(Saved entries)

____

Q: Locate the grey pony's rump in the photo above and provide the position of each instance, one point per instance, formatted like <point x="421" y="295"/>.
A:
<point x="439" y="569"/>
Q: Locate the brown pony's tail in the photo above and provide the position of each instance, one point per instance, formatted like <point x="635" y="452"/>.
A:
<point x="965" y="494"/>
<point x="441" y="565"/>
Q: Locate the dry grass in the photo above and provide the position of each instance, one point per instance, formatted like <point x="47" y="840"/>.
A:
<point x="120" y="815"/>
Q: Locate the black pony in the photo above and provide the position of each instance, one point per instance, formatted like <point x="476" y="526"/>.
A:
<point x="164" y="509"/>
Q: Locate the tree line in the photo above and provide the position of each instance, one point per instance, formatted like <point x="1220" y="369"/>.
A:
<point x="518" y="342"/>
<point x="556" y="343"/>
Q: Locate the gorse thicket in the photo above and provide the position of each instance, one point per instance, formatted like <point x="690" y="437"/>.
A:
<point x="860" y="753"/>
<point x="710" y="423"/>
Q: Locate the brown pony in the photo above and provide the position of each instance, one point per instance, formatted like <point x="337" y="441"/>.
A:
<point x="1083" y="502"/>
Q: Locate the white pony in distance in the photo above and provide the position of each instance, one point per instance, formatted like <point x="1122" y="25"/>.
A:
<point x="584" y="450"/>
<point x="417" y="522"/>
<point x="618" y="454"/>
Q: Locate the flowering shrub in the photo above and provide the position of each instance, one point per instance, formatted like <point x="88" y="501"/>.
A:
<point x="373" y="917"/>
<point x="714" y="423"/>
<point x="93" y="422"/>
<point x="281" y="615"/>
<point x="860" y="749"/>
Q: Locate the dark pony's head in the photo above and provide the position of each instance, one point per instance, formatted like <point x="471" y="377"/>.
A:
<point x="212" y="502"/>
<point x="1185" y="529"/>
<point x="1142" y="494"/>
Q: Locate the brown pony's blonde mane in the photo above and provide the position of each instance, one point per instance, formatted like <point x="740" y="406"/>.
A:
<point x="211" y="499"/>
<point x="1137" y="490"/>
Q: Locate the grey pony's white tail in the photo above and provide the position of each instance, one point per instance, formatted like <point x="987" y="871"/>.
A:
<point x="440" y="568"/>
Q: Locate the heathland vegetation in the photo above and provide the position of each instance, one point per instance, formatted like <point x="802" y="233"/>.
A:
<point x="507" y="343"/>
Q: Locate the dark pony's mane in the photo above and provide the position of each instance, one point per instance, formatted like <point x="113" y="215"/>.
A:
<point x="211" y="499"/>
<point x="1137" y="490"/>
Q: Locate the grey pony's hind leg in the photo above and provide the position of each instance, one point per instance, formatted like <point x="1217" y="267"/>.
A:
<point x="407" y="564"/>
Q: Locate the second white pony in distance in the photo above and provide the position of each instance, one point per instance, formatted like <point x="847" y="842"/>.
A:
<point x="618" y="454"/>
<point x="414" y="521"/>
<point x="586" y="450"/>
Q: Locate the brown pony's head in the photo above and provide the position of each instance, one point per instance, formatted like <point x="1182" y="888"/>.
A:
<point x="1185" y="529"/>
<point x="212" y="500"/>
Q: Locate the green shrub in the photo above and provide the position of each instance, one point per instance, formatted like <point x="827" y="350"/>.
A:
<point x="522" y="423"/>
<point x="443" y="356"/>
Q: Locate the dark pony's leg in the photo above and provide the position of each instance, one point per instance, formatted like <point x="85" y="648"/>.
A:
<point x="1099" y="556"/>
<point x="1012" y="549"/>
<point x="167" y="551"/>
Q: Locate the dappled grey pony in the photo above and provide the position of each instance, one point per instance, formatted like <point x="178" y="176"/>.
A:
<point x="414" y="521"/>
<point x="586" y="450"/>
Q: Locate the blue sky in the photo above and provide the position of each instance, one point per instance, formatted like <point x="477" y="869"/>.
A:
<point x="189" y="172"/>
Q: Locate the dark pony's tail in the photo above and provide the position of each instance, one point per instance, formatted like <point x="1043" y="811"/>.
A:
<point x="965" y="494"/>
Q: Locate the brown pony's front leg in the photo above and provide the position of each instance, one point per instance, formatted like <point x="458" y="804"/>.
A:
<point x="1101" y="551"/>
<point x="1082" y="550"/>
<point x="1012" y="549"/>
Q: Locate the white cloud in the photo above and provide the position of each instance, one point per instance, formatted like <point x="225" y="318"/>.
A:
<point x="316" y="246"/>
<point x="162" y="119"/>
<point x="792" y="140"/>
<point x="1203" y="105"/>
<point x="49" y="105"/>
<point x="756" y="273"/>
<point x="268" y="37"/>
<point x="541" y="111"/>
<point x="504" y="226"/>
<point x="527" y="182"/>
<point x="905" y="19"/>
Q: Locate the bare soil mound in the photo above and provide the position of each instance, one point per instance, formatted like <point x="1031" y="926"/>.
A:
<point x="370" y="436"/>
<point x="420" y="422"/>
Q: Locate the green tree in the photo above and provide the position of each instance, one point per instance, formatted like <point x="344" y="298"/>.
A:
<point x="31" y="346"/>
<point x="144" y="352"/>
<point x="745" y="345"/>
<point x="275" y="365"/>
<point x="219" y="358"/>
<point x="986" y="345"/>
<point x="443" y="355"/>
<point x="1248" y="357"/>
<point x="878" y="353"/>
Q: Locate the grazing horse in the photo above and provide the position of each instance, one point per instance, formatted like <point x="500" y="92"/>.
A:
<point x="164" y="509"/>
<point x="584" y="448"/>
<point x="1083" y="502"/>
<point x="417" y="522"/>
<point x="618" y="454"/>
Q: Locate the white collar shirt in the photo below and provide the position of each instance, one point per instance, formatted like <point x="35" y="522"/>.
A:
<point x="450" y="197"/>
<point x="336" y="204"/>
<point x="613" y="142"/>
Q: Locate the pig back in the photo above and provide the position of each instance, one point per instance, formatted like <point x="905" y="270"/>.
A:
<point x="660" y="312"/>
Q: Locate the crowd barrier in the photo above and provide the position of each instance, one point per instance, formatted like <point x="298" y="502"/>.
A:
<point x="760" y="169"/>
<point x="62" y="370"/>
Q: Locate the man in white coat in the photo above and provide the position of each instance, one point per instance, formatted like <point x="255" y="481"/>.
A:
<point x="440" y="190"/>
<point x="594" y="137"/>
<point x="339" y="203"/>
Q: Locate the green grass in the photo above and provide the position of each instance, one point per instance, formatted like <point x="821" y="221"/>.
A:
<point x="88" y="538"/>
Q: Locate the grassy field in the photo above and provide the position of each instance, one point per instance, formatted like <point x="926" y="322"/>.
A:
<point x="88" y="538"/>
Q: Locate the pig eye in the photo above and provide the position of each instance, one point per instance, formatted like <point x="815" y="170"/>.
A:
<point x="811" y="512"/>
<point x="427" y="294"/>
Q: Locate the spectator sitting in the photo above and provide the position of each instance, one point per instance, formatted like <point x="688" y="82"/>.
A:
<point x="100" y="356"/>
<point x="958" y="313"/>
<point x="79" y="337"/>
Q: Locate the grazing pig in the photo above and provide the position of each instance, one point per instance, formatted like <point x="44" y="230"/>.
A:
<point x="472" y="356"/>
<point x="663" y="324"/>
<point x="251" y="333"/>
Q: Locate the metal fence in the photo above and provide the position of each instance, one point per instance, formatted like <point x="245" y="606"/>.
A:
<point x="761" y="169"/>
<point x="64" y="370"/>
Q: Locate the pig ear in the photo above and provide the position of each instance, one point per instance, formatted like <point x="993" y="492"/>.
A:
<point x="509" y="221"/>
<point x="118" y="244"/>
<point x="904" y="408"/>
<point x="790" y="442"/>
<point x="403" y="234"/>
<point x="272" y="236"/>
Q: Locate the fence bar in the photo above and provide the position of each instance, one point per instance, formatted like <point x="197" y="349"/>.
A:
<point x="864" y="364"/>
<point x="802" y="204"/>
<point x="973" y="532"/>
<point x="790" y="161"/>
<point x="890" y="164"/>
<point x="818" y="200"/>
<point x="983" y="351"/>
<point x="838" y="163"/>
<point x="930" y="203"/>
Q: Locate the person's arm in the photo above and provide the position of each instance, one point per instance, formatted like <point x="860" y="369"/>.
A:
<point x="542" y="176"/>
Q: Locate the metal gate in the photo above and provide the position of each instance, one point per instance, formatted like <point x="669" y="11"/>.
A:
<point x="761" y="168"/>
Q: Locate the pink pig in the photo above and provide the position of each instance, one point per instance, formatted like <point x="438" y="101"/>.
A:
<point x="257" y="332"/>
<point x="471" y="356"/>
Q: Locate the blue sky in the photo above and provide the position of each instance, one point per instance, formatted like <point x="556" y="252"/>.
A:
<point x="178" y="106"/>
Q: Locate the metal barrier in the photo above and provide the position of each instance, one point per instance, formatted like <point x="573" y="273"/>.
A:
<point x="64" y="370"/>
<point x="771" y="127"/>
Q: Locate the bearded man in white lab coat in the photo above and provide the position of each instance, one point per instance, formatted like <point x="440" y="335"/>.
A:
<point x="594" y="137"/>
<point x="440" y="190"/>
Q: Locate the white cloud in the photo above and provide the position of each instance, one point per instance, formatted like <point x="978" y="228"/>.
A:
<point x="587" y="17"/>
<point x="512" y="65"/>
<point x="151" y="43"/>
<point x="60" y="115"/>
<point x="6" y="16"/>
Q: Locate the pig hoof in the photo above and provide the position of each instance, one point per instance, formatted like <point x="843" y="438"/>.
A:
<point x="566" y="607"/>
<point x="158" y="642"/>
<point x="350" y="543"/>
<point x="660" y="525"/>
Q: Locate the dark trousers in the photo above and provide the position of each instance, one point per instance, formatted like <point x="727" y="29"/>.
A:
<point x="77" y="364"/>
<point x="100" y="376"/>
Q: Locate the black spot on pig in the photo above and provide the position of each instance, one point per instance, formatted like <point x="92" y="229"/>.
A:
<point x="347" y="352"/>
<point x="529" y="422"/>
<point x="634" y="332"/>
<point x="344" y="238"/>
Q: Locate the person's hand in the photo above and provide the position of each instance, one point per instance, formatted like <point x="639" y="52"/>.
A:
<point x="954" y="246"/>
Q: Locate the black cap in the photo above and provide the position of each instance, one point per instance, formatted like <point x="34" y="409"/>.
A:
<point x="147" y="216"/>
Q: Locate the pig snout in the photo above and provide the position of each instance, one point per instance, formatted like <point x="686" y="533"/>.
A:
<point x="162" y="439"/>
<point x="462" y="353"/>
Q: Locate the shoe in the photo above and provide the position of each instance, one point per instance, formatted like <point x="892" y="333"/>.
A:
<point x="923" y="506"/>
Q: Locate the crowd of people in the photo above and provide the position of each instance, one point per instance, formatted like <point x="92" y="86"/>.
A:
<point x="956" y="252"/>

____

EXERCISE PROMPT:
Return all lines from the entries that contain the string "blue".

SOLUTION FOR THIS PROBLEM:
Q: Locate the blue sky in the photo above and provide the position of each instance, one point per instance, formatted like <point x="477" y="869"/>.
Q: Locate the blue sky in the photo above and provide the position of each instance, one point per instance, formatted like <point x="556" y="252"/>.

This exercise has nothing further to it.